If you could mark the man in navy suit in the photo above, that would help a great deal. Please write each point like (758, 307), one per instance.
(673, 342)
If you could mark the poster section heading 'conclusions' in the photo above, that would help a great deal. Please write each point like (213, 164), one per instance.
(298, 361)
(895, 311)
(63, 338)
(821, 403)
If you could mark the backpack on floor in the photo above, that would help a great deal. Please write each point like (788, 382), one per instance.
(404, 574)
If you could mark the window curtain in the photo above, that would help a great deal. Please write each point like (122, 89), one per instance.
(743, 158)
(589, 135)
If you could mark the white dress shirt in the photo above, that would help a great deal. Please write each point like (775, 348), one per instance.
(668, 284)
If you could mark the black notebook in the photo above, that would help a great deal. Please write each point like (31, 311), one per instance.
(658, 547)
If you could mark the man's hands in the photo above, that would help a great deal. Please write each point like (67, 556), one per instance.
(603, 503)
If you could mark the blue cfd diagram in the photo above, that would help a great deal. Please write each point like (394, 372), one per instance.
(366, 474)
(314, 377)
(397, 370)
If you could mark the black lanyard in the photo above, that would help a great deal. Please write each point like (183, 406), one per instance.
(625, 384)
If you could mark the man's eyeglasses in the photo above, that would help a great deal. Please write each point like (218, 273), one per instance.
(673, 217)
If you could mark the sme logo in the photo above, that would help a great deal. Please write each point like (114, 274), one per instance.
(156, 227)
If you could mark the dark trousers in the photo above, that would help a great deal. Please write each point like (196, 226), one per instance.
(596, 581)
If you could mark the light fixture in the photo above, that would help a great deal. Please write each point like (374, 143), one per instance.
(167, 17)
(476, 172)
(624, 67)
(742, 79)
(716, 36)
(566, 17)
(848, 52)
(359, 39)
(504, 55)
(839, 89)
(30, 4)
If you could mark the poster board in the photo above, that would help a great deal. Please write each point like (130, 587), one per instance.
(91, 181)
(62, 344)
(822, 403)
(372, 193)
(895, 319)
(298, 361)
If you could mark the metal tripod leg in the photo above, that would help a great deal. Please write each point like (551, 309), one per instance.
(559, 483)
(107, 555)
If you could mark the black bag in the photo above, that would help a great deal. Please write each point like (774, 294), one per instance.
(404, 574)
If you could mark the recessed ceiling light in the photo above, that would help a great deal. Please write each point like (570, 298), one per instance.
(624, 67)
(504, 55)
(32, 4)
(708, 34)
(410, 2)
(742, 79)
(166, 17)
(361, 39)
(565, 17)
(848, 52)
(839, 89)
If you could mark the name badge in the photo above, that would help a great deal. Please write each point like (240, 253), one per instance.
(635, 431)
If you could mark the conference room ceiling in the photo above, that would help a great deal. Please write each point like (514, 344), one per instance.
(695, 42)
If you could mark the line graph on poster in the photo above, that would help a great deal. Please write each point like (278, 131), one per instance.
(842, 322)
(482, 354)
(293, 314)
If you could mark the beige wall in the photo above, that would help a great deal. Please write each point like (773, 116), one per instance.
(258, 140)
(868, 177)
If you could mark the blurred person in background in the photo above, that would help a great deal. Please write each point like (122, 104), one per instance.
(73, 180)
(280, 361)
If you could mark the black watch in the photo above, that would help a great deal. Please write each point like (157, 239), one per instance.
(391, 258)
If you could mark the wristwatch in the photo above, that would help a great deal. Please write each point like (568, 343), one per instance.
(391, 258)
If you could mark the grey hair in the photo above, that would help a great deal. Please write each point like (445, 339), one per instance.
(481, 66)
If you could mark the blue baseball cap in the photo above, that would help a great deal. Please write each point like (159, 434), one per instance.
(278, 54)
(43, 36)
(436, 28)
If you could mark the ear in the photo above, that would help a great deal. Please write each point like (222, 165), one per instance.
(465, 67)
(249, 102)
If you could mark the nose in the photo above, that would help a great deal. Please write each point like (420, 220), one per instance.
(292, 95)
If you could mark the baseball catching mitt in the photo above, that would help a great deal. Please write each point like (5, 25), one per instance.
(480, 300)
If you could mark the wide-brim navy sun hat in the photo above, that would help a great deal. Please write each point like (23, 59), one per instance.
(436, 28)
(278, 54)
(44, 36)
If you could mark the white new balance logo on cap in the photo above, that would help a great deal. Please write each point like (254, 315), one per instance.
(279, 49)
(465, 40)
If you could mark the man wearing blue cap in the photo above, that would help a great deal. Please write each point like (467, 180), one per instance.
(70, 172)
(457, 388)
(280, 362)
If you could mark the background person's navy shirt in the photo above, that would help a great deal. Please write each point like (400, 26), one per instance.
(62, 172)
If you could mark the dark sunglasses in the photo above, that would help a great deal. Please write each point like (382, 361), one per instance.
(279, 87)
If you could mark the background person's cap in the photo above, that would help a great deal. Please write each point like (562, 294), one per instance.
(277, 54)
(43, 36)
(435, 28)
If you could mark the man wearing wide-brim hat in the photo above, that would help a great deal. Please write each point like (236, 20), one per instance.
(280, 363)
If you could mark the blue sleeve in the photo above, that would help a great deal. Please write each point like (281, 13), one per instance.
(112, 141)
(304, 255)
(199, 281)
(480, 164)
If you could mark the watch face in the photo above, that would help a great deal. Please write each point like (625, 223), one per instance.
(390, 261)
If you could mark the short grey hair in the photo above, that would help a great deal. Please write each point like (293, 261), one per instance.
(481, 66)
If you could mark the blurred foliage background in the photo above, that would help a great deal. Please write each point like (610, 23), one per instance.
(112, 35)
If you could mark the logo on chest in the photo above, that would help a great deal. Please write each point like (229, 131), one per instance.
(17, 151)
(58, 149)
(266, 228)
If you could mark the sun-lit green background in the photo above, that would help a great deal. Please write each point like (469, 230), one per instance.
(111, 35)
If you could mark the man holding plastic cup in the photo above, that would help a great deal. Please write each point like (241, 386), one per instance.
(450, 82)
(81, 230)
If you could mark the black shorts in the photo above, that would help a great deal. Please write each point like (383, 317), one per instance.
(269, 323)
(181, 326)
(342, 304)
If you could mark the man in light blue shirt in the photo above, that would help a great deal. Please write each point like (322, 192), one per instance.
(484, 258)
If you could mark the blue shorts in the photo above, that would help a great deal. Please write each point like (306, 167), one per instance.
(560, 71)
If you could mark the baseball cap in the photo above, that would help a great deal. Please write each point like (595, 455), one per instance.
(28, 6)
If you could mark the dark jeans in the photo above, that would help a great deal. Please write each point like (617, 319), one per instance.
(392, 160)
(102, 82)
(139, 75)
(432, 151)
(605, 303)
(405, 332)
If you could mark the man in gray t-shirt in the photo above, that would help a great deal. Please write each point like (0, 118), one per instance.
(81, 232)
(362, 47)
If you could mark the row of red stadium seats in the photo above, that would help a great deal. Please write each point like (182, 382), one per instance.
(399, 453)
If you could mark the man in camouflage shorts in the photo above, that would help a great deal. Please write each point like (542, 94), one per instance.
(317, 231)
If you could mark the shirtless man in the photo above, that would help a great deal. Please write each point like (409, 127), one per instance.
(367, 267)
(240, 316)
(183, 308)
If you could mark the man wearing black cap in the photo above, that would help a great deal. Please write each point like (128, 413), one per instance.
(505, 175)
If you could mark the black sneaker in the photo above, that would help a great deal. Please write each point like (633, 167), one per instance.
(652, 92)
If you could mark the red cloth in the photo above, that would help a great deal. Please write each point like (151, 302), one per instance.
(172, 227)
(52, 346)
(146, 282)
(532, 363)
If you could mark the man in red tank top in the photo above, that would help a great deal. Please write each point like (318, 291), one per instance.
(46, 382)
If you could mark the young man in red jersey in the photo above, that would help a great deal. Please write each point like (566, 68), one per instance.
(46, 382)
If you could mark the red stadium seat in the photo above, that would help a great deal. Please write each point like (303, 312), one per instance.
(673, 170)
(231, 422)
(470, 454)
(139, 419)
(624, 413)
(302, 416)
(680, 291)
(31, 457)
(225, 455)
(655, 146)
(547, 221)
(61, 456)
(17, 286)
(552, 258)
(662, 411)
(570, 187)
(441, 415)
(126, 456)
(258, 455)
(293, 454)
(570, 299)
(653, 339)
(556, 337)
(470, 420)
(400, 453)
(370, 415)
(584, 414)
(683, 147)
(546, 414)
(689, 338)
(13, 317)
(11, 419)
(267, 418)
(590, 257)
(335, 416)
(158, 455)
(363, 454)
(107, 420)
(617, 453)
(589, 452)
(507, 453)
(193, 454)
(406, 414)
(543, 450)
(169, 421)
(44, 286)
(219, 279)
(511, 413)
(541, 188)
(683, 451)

------

> **About this task**: In the entries above, find the line containing "If you could mark the young". Set down that line and every line after it through the last one, exactly and alone.

> **Result**:
If you could mark the young man in red jersey in the photo above, that would help a great deal. Please write each point like (566, 68), one per instance.
(46, 382)
If you could mark the red stadium seat in the photo above, that would help a great deal. Please write each point like (303, 312), one per instance.
(673, 170)
(231, 422)
(470, 454)
(139, 419)
(624, 413)
(302, 416)
(680, 291)
(31, 457)
(225, 455)
(655, 146)
(547, 221)
(61, 456)
(17, 286)
(552, 258)
(662, 411)
(570, 187)
(441, 415)
(126, 456)
(258, 455)
(293, 454)
(570, 299)
(653, 339)
(556, 337)
(470, 420)
(400, 453)
(370, 415)
(584, 414)
(683, 147)
(546, 414)
(689, 338)
(13, 317)
(11, 419)
(267, 418)
(590, 257)
(335, 416)
(158, 455)
(363, 454)
(107, 420)
(617, 453)
(589, 452)
(507, 453)
(193, 454)
(406, 414)
(543, 450)
(169, 421)
(44, 286)
(219, 279)
(511, 413)
(541, 188)
(683, 451)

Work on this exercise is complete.